### DATA IN THIS EXERCISE
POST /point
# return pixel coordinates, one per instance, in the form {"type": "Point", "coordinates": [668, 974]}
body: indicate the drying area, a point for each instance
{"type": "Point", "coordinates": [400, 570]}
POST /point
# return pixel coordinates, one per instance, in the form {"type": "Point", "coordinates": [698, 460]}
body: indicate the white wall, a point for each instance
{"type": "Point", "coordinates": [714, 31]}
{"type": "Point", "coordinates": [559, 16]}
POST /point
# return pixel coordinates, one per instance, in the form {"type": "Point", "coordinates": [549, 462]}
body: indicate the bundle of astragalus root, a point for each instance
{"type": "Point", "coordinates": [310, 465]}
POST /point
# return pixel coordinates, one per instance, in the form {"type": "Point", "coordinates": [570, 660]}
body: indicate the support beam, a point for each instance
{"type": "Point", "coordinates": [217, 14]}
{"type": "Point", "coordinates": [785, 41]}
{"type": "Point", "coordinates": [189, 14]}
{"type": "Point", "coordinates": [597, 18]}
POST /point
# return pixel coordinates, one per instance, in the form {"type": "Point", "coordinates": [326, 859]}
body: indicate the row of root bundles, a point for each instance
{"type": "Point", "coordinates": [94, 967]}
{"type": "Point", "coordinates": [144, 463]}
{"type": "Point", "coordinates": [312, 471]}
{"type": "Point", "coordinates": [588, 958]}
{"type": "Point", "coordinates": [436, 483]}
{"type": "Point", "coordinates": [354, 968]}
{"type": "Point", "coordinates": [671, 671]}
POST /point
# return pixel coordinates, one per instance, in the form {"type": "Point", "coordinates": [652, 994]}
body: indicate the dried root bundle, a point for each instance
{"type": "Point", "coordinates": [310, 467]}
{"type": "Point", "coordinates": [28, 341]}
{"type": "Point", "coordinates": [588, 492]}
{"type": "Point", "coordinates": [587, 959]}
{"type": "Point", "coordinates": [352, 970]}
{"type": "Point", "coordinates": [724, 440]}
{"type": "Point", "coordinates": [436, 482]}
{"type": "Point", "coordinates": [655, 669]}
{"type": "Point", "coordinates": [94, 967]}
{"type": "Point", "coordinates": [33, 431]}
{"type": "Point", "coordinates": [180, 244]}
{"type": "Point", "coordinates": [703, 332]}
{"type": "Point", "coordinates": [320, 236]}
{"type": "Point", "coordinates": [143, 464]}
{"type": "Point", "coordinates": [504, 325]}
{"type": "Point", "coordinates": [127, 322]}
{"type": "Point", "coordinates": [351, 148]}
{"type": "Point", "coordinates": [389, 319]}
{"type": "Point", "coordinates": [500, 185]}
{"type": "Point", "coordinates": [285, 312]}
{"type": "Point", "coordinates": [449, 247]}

### WRITTEN INSTRUCTION
Set down all of the data above, word for word.

### ANSWER
POST /point
# return pixel coordinates, one per instance, in the form {"type": "Point", "coordinates": [668, 974]}
body: indicate the drying area, a point for each instance
{"type": "Point", "coordinates": [400, 570]}
POST /point
# return pixel coordinates, one per instance, in the form {"type": "Point", "coordinates": [698, 460]}
body: indicate the white wall, a point for each instance
{"type": "Point", "coordinates": [714, 31]}
{"type": "Point", "coordinates": [559, 16]}
POST /point
# return pixel coordinates, one per instance, in the form {"type": "Point", "coordinates": [549, 462]}
body: indicate the bundle of astragalus root, a point for each instance
{"type": "Point", "coordinates": [310, 465]}
POST /point
# return pixel coordinates, one per instance, in the form {"type": "Point", "coordinates": [570, 660]}
body: indicate the support beam, a point for each instance
{"type": "Point", "coordinates": [217, 14]}
{"type": "Point", "coordinates": [785, 41]}
{"type": "Point", "coordinates": [189, 14]}
{"type": "Point", "coordinates": [597, 18]}
POST /point
# return pixel coordinates, one per instance, in the form {"type": "Point", "coordinates": [326, 859]}
body: indicate the row of root bundles, a point for each instance
{"type": "Point", "coordinates": [94, 967]}
{"type": "Point", "coordinates": [144, 463]}
{"type": "Point", "coordinates": [312, 471]}
{"type": "Point", "coordinates": [588, 958]}
{"type": "Point", "coordinates": [436, 483]}
{"type": "Point", "coordinates": [354, 968]}
{"type": "Point", "coordinates": [671, 671]}
POST /point
# return pixel coordinates, one per instance, in the form {"type": "Point", "coordinates": [652, 994]}
body: indicate the dried root bundle, a point for each instance
{"type": "Point", "coordinates": [310, 467]}
{"type": "Point", "coordinates": [28, 341]}
{"type": "Point", "coordinates": [588, 492]}
{"type": "Point", "coordinates": [587, 959]}
{"type": "Point", "coordinates": [352, 970]}
{"type": "Point", "coordinates": [724, 440]}
{"type": "Point", "coordinates": [436, 482]}
{"type": "Point", "coordinates": [655, 669]}
{"type": "Point", "coordinates": [94, 967]}
{"type": "Point", "coordinates": [33, 431]}
{"type": "Point", "coordinates": [180, 244]}
{"type": "Point", "coordinates": [703, 332]}
{"type": "Point", "coordinates": [320, 236]}
{"type": "Point", "coordinates": [143, 464]}
{"type": "Point", "coordinates": [504, 325]}
{"type": "Point", "coordinates": [127, 322]}
{"type": "Point", "coordinates": [351, 148]}
{"type": "Point", "coordinates": [389, 319]}
{"type": "Point", "coordinates": [500, 185]}
{"type": "Point", "coordinates": [285, 312]}
{"type": "Point", "coordinates": [449, 247]}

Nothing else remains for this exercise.